** start TEXT EXTRACT **

This formula tells the investor how far the account would have to fall to be exactly at 25% equity. Let’s do the formula using our example:

**Mkt value at min. maint.** = **$30,000** (debit) / **0.75**
**Mkt value at min. maint.** = **$40,000**

If the market value were to fall to $40,000, the account would be exactly at 25% equity. You can double-check this using the equity formulas we’ve utilized. First, the equity formula in dollars:

**$40,000** (LMV) - **$30,000** (debit) = **$10,000** (equity)

Next, the equity formula as a percentage:

**Equity %** = **$10,000** (equity) / **$40,000** (LMV)
**Equity %** = **25%**

As you can see, the account is exactly at 25% equity when it falls to $40,000. This is a quick way to determine how far an investor can let their long margin account fall before they’ll have to take action in their account.

The same philosophy behind minimum maintenance for long accounts applies to short accounts, but there are some differences in approach. The biggest difference is the amount; short accounts must always maintain at least **30% equity** (not 25% like long accounts). If equity falls below 30%, the investor or broker-dealer must move to remedy the situation. Let’s work through an example together:

An investor has an already established margin account with a credit balance of $52,000 and a short market value of $20,000. The account value rises to $45,000. What is the equity amount (in $ and % form)?

** end TEXT EXTRACT **

* [TASK LIST]
1. In the margin account text, why is the account exactly at 25% equity when its market value falls to $40,000?
2. Repeat the margin account text word for word, from "An investor has" up to and including "and % form)?".

** start PROVIDED DATA **

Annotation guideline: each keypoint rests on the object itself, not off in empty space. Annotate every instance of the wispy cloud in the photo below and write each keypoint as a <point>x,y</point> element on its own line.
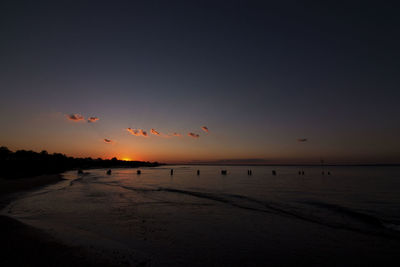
<point>93,119</point>
<point>75,117</point>
<point>153,131</point>
<point>193,135</point>
<point>137,132</point>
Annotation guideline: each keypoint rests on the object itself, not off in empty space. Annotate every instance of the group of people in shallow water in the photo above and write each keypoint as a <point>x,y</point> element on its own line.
<point>223,172</point>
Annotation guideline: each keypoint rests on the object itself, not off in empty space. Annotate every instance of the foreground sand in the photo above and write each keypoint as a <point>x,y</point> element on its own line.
<point>23,245</point>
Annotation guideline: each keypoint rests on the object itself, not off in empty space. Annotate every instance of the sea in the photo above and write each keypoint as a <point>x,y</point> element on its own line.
<point>197,216</point>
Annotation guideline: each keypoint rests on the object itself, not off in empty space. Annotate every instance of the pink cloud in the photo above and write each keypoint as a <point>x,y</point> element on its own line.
<point>193,135</point>
<point>137,132</point>
<point>93,119</point>
<point>204,128</point>
<point>75,117</point>
<point>153,131</point>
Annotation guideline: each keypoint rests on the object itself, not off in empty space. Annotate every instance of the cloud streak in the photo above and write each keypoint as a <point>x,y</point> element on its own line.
<point>205,128</point>
<point>193,135</point>
<point>75,117</point>
<point>93,119</point>
<point>137,132</point>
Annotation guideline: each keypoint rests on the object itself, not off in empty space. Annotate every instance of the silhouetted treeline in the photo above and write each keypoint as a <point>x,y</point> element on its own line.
<point>23,163</point>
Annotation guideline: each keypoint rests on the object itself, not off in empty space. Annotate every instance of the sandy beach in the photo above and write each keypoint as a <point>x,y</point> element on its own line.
<point>24,245</point>
<point>155,220</point>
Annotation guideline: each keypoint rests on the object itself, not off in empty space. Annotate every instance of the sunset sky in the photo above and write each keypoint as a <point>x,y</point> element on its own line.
<point>272,83</point>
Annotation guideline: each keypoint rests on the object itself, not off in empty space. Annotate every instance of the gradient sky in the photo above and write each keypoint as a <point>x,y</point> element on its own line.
<point>260,76</point>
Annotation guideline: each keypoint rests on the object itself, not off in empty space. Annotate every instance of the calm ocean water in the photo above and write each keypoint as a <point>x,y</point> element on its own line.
<point>170,218</point>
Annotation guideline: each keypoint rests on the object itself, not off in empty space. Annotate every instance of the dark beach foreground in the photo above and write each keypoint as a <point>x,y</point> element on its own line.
<point>170,224</point>
<point>23,245</point>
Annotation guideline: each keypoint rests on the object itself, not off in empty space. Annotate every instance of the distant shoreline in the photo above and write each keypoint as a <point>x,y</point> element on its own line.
<point>288,165</point>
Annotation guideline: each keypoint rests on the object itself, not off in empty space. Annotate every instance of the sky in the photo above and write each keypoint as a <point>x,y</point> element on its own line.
<point>287,82</point>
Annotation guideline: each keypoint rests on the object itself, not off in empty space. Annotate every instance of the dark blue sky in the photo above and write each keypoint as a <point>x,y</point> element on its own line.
<point>259,75</point>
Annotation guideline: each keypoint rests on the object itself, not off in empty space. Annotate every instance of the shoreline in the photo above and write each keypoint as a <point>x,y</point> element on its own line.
<point>24,245</point>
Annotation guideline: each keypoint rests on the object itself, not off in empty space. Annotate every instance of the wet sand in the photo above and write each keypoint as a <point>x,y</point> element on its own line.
<point>287,241</point>
<point>23,245</point>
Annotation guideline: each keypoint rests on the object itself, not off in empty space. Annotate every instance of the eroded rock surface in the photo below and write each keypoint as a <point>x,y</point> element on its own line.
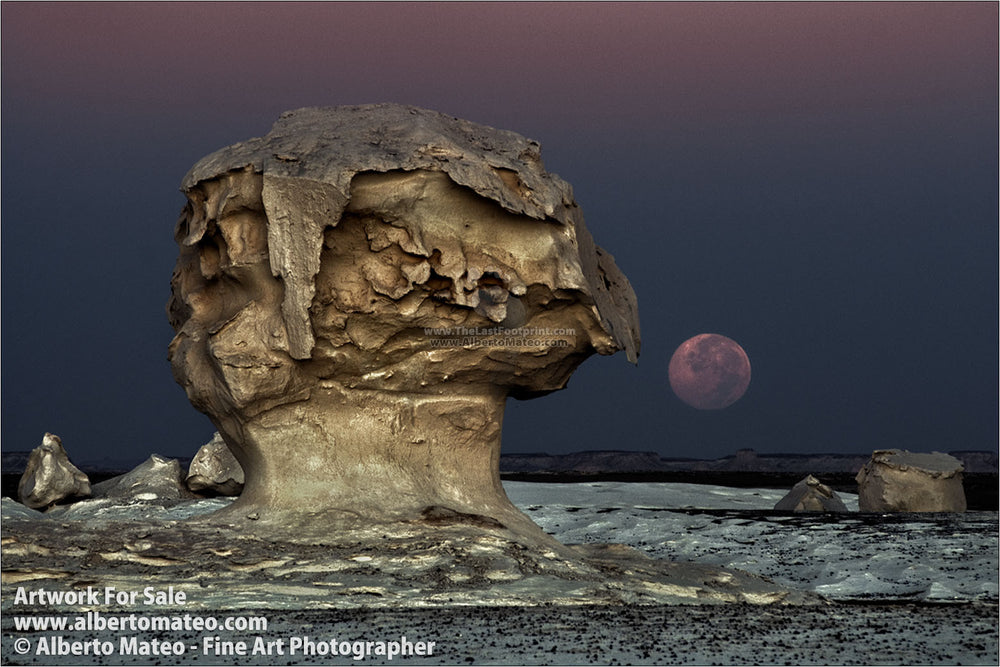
<point>49,477</point>
<point>811,495</point>
<point>896,480</point>
<point>359,291</point>
<point>214,470</point>
<point>157,480</point>
<point>443,562</point>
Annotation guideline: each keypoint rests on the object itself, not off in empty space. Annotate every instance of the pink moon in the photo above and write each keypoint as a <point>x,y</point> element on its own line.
<point>709,372</point>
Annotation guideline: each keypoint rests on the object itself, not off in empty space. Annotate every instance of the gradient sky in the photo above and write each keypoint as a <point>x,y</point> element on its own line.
<point>817,181</point>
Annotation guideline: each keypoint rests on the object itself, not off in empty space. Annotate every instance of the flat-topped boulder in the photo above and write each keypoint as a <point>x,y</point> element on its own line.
<point>896,480</point>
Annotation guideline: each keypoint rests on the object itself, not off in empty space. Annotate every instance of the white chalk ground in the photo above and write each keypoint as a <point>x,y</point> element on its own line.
<point>908,589</point>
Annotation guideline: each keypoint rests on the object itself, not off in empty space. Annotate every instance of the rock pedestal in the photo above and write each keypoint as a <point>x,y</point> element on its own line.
<point>359,291</point>
<point>811,495</point>
<point>896,480</point>
<point>49,477</point>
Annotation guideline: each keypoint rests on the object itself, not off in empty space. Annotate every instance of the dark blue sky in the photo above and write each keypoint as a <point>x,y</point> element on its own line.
<point>817,181</point>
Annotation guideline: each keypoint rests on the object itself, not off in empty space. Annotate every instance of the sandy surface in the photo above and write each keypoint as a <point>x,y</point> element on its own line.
<point>900,589</point>
<point>842,634</point>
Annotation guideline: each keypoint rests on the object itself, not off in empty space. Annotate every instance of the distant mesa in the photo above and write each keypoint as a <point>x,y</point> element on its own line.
<point>340,300</point>
<point>709,371</point>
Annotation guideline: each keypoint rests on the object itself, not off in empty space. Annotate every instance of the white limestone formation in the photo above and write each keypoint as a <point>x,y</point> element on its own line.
<point>359,291</point>
<point>811,495</point>
<point>897,480</point>
<point>49,477</point>
<point>214,470</point>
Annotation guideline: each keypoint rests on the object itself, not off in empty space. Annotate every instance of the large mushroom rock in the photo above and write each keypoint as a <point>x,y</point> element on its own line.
<point>215,470</point>
<point>896,480</point>
<point>157,480</point>
<point>811,495</point>
<point>359,291</point>
<point>49,477</point>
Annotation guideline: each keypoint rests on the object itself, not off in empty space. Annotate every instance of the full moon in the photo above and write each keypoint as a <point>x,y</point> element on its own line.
<point>709,372</point>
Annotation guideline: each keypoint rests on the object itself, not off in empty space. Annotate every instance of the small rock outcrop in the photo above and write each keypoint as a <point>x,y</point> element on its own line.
<point>157,480</point>
<point>49,477</point>
<point>214,470</point>
<point>896,480</point>
<point>359,291</point>
<point>811,495</point>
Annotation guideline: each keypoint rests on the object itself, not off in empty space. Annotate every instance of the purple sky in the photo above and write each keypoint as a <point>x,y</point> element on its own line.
<point>817,181</point>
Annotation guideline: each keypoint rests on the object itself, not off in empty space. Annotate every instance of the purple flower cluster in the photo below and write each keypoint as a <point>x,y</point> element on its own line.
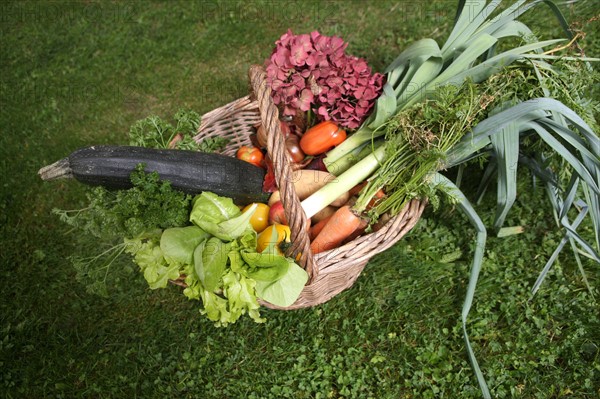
<point>312,71</point>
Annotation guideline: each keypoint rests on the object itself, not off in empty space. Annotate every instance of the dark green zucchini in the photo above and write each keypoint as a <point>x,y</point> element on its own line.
<point>189,171</point>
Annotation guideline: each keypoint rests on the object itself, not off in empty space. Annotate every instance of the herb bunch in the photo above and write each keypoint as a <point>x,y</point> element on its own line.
<point>150,204</point>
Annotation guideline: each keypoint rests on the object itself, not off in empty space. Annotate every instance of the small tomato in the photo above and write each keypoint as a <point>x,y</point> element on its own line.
<point>251,154</point>
<point>277,214</point>
<point>260,217</point>
<point>276,234</point>
<point>321,138</point>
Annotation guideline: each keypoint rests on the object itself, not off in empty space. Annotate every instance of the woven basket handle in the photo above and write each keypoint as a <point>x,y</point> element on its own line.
<point>269,116</point>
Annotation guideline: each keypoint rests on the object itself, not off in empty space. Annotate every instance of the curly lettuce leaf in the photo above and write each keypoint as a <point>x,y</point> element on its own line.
<point>150,258</point>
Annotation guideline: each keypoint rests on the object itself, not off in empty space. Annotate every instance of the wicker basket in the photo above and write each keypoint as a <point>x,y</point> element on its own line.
<point>329,272</point>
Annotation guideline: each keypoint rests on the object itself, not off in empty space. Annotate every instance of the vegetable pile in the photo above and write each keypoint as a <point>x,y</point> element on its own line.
<point>362,146</point>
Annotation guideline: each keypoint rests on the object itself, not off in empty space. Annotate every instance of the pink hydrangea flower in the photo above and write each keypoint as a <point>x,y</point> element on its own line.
<point>313,72</point>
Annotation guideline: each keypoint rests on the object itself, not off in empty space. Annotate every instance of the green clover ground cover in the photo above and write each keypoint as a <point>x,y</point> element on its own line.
<point>75,74</point>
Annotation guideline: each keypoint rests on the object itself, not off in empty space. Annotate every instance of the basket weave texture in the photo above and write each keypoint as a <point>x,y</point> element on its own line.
<point>329,272</point>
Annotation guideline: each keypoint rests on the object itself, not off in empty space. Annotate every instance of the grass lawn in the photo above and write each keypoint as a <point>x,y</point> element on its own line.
<point>80,73</point>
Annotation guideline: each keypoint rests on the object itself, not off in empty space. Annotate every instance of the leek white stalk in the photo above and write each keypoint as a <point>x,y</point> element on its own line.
<point>353,176</point>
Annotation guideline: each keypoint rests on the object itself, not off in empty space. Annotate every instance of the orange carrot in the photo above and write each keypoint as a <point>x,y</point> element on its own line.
<point>341,224</point>
<point>316,228</point>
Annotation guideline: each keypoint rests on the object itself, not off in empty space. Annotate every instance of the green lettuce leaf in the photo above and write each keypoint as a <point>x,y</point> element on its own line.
<point>220,217</point>
<point>210,262</point>
<point>267,266</point>
<point>178,243</point>
<point>211,209</point>
<point>284,291</point>
<point>150,258</point>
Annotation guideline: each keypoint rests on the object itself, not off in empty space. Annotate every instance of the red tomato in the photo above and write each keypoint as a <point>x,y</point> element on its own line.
<point>321,137</point>
<point>277,214</point>
<point>251,154</point>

** end PROVIDED DATA **

* [PROBLEM SOLUTIONS]
1. With a $30,000 debit, a $40,000 long market value leaves $10,000 in equity. $10,000 divided by $40,000 is 25%.

2.
An investor has an already established margin account with a credit balance of $52,000 and a short market value of $20,000. The account value rises to $45,000. What is the equity amount (in $ and % form)?